DIRECTIONS: Copy the material below word for word, keeping every line in its original order.

PROVIDED INFORMATION:
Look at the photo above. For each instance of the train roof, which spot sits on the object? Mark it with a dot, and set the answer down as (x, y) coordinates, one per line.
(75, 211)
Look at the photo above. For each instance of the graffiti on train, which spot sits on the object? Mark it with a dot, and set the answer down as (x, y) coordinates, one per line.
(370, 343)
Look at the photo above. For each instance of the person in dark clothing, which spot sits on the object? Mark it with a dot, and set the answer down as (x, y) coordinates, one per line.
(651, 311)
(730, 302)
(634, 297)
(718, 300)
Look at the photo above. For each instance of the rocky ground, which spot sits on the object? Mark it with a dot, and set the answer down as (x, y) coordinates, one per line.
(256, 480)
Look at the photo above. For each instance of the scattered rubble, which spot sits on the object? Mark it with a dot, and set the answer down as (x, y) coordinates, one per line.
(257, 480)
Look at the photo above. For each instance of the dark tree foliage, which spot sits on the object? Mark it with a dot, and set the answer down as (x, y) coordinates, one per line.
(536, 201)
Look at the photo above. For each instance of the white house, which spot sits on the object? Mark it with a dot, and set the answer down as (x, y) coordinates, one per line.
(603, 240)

SOLUTION:
Look at the photo above. For each instance of the train roof, which spot sits on the object? Mark it with a dot, and set the answer down as (x, y) coordinates, one per line.
(75, 211)
Look at the photo above. For each instance of the graffiti on train, which spot sits on the object? Mark it with a dot, and set the answer down as (x, y) coordinates, one per line.
(370, 343)
Look at the photo above. For each instance of the person in dark clothing, which spot sits on the object? Mark it with a dot, and set the answer down as (x, y) coordinates, one per line.
(651, 311)
(730, 302)
(634, 297)
(718, 300)
Look at the photo above. For each instance of the rocky ground, which spot sits on the object? Mark it with a dot, and set the answer down as (x, y) coordinates, one per line.
(256, 480)
Look at the photo above. For each instance of the scattered rubble, which spot sits on the object? Mark it with a dot, and set the answer down as (x, y) coordinates, one per line.
(257, 480)
Look at the photo above. For each instance of the dark tree foliage, which spot sits on the object? Mark it with a dot, and set the answer down as (x, y) coordinates, one per line.
(536, 201)
Look at the photo above. For each instance of the white house, which spot sits on the object? Mark it with a dot, and set the answer down as (x, y) coordinates, one per line.
(603, 240)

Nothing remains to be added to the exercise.